## Dataset rows showing where objects appear
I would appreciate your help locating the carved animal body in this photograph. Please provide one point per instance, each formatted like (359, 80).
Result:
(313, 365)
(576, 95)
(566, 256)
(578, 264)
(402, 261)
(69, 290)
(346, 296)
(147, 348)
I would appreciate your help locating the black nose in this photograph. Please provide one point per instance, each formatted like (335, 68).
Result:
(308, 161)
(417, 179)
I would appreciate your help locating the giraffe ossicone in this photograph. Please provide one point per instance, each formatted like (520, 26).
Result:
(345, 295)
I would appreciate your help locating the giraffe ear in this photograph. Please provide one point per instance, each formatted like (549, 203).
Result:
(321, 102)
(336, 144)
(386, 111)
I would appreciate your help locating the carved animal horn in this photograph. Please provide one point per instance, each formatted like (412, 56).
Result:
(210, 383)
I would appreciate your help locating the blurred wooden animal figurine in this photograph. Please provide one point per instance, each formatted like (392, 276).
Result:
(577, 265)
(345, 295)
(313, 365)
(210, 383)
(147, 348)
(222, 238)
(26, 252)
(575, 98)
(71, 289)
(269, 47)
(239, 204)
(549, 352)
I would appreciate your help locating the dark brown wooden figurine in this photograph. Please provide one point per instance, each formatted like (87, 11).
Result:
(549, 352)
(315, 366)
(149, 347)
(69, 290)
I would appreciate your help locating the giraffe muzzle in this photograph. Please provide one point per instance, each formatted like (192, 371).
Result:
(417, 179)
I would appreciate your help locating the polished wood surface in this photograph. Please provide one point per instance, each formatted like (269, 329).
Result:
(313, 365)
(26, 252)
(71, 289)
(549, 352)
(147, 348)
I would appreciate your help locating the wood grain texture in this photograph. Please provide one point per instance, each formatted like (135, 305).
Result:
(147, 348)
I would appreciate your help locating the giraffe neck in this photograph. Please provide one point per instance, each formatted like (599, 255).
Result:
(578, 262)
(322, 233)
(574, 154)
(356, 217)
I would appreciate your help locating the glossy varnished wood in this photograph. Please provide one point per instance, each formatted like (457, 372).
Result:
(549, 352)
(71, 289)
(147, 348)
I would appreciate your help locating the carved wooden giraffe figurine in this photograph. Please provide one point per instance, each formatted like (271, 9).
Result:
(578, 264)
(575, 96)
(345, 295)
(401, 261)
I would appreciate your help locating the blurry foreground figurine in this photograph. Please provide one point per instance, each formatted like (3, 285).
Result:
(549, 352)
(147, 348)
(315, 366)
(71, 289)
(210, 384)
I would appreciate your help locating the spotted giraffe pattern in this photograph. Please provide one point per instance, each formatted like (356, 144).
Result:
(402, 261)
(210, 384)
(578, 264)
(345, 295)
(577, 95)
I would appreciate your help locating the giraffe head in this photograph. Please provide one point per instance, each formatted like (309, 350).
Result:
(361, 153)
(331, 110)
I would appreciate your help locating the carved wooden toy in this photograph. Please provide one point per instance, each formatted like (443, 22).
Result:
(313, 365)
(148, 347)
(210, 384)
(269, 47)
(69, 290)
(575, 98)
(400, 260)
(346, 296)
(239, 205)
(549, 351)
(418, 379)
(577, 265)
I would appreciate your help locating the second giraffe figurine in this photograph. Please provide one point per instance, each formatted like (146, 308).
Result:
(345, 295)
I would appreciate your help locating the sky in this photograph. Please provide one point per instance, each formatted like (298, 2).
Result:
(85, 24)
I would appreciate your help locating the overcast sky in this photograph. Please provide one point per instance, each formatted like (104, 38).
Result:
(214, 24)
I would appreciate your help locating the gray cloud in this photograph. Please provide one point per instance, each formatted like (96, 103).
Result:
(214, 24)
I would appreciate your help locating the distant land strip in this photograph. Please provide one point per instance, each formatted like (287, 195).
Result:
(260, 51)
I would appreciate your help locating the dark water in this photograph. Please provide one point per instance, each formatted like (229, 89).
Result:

## Work to complete
Copy every one of these lines without changing anything.

## Solution
I would appreciate your help locating the carved animal body in this photograph. Please provide one point per instance, each formatted like (359, 80).
Result:
(313, 365)
(576, 95)
(566, 256)
(578, 264)
(402, 261)
(69, 290)
(346, 296)
(147, 348)
I would appreciate your help locating the black nose in this photograph. Please provide one point per instance, each formatted like (335, 68).
Result:
(308, 161)
(417, 179)
I would appreciate your help locating the giraffe ossicone in this photograph. Please provide one point per instance, each formatted like (520, 26).
Result:
(345, 295)
I would appreciate your help locating the giraffe ear in this photograph. Please provide one point per instance, each formatted like (549, 203).
Result:
(321, 102)
(336, 144)
(386, 111)
I would appreciate your help locating the carved animal horn in this photograph. Please provide one point per instance, each formatted like (412, 56).
Result:
(210, 383)
I would appreciate your help locating the blurred wooden animal figurine in this photograph. Please provide one point per instance, each formatted like (392, 276).
Result:
(577, 265)
(345, 295)
(313, 365)
(210, 383)
(147, 348)
(222, 238)
(26, 252)
(575, 98)
(71, 289)
(269, 47)
(239, 204)
(549, 352)
I would appreciate your help locating the dark brown wooden figurine in this photograph. Please provide one point per instance, each formatted like (87, 11).
Result:
(549, 352)
(315, 366)
(149, 347)
(69, 290)
I would appreciate your help locating the giraffe muzzle in this photograph. Please provide one point per instance, each formatted like (192, 371).
Result:
(417, 179)
I would appreciate your help locating the polished wood surface in this photograph. Please provide one point per instance, each formatted like (269, 329).
Result:
(313, 365)
(26, 252)
(71, 289)
(549, 352)
(147, 348)
I would appreciate your help locating the wood grain texture in this photograph. Please provide one point per instance, each formatted like (135, 305).
Result:
(147, 348)
I would appreciate your help locating the giraffe neck in this photograph. Please provide one point per instance, each formatted like (599, 255).
Result:
(578, 262)
(322, 233)
(574, 154)
(356, 217)
I would appreciate your help locating the glossy varnished wood in this photograph. Please provide one point per instance, each formatted like (457, 372).
Result:
(549, 352)
(71, 289)
(147, 348)
I would appreciate your help locating the carved wooden giraffe figurine in this photograph. Please provide one point per instance, each formatted like (271, 9).
Result:
(578, 264)
(575, 96)
(345, 295)
(401, 261)
I would appreciate your help locating the blurry foreground figurine in this photograph. Please provide one point per instance, each formatted like (3, 285).
Result:
(549, 352)
(147, 348)
(315, 366)
(71, 289)
(210, 384)
I would appreciate your help locating the spotted giraffe pattern in this photograph. Please provide one point per instance, each formatted like (356, 144).
Result:
(402, 261)
(210, 384)
(578, 264)
(345, 295)
(577, 95)
I would appreciate your help locating the giraffe head in this photograph. Please provide one point per instance, each formatted like (309, 350).
Result:
(361, 153)
(331, 110)
I would appreciate your help locating the carved wooden toy in this photograph. Please provide one point per instance, each formatted like (443, 22).
Result:
(313, 365)
(148, 347)
(210, 384)
(269, 47)
(69, 290)
(575, 98)
(400, 260)
(346, 296)
(239, 205)
(549, 351)
(418, 379)
(577, 265)
I would appreciate your help locating the second giraffe figurine in this photograph. Please provide one point per instance, each formatted like (146, 308).
Result:
(345, 295)
I would appreciate your help locating the sky in this photograph. Please provide one point per instance, each formatted like (298, 2).
Result:
(85, 24)
I would appreciate your help locating the overcast sky in this photograph. Please provide one point per instance, each formatted like (104, 38).
Result:
(214, 24)
I would appreciate your help locating the gray cloud in this photograph. Please provide one point per instance, each formatted like (96, 103).
Result:
(214, 24)
I would appreciate your help locating the distant land strip in this photograph. Please provide one point per instance, each formatted like (287, 195).
Result:
(260, 51)
I would appreciate your help locating the dark water in this photograph. Please provide one point per instance, each formatted like (229, 89).
Result:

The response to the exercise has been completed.